◆ **Herausforderung A**
Kannst du sämtliche Zeilen des Punkt-Annotationsdatensatzes samt ihren Anweisungen neu ausgeben und dabei jede Koordinate in den Antworten um 121 nach oben verschieben, während die Zahlen in den Anweisungen und deren Formatbeispielen unverändert bleiben? Lass die Bilder in deiner Antwort weg.

◆ **Quelle**
REZENSION


PHANTASTISCH! - AUSGABE 2/2005

von Andreas Leder



Es scheint so, als stecke dieses Magazin, das sich hauptsächlich mit dem geschriebenen Wort beschäftigt, in einer noch tieferen Finanz-Krise als unsere (un)geliebte Europäische Union.
Im Vorwort, das Chefredakteur Klaus Bollhöfener gleich an Verleger Achim Havemann abgibt, erklärt uns dieser, dass jede Ausgabe von "phantastisch!" einen deutlichen vierstelligen (Euro)Minusbetrag einfahre. Auch die Zahl der Abonnenten (dzt. 1.200) und die Einzelverkäufe nähmen nur sehr langsam zu. Trotzdem wollen alle dieses vierteljährlich erscheinende Magazin retten und seien bereit dafür auch Opfer zu erbringen. Nicht nur Layouter und Autoren hätten auf Teile ihrer Honorare verzichtet, nun sei der geneigte Leser gefordert, seinen Obolus im Form eines erhöhten Verkaufspreises zu erbringen. Wir werden sehen, kämpft und fischt doch "phantastisch!" in ähnlichen Lesersegmenten, wie die übermächtige SOL der Perry Rhodan Fanzentrale.
Mehr zufällig als geplant bin ich an die 2. Ausgabe des heurigen Jahres geraten, die uns folgende Beiträge liefert:
Andreas Eschbach schildert auf gewohnt spannende Art und Weise das letzte Literaturseminar auf Schloss Wolfenbüttel. Er hatte entgegen jede Vernunft die Idee, mit allen Teilnehmern an nur einem Wochenende einen kompletten etwa 300-seitigen Roman zu schreiben. Dass es möglich ist, wenn genügend Vorbereitung und Wille dabei sind, ist nun belegt.
Ein wahres Feuerwerk an Interviews lässt "phantastisch!" auf seine Leserschaft los. Zuerst kommt Reinhard Köhrer zu Wort, weiters Jack McDevitt, Kai Meyer und schließlich Joachim Körber.
Nachrufe auf Walter Ernsting sind sehr viele erschienen, dieser doch sehr sachliche stammt aus der Feder von Heiko Langhans. Einen weiteren Nachruf widmet Klaus N. Frick dem im Jänner 2005 verstorbenen Charles Wilp, dem selbsternannten ARTonauten, der wirkliche Bekanntheit 1969 mit dem für Afri-Cola produzierten Werbeslogan "Sexy-mini-super-flower-pop-up-Cola, alles ist in Afri-Cola", erreichte.

◆ **Herausforderung B**
Tippe aus der Rezension alles von „von Andreas Leder“ bis hinunter zu „(un)geliebte Europäische Union.“ wortgetreu ab.

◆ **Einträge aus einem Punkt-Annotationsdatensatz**

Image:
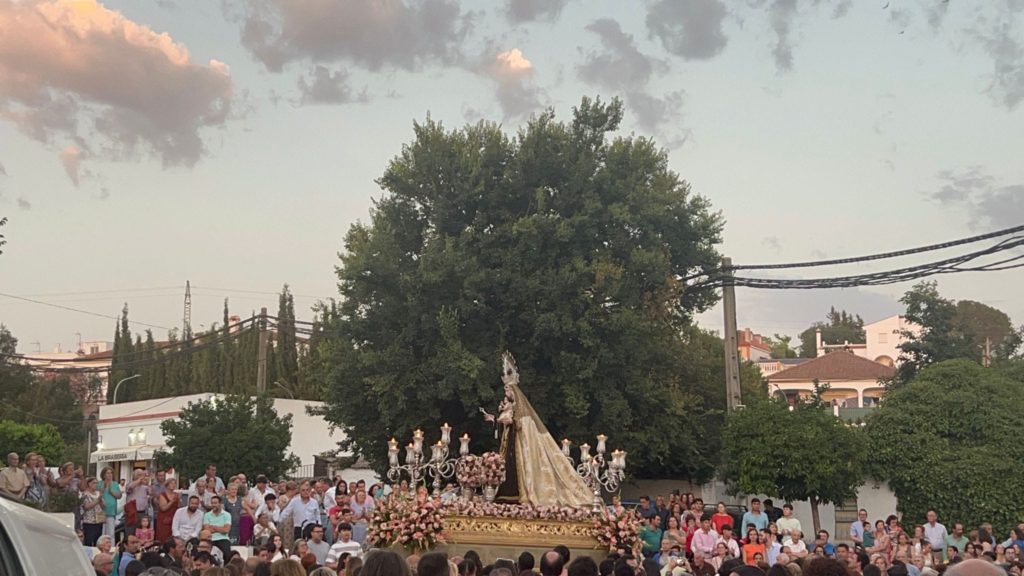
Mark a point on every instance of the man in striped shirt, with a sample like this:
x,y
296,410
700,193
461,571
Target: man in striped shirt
x,y
343,544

◆ **Lösung A**
Image:
Mark a point on every instance of the man in striped shirt, with a sample like this:
x,y
296,410
700,193
461,571
Target: man in striped shirt
x,y
464,665

◆ **Lösung B**
von Andreas Leder



Es scheint so, als stecke dieses Magazin, das sich hauptsächlich mit dem geschriebenen Wort beschäftigt, in einer noch tieferen Finanz-Krise als unsere (un)geliebte Europäische Union.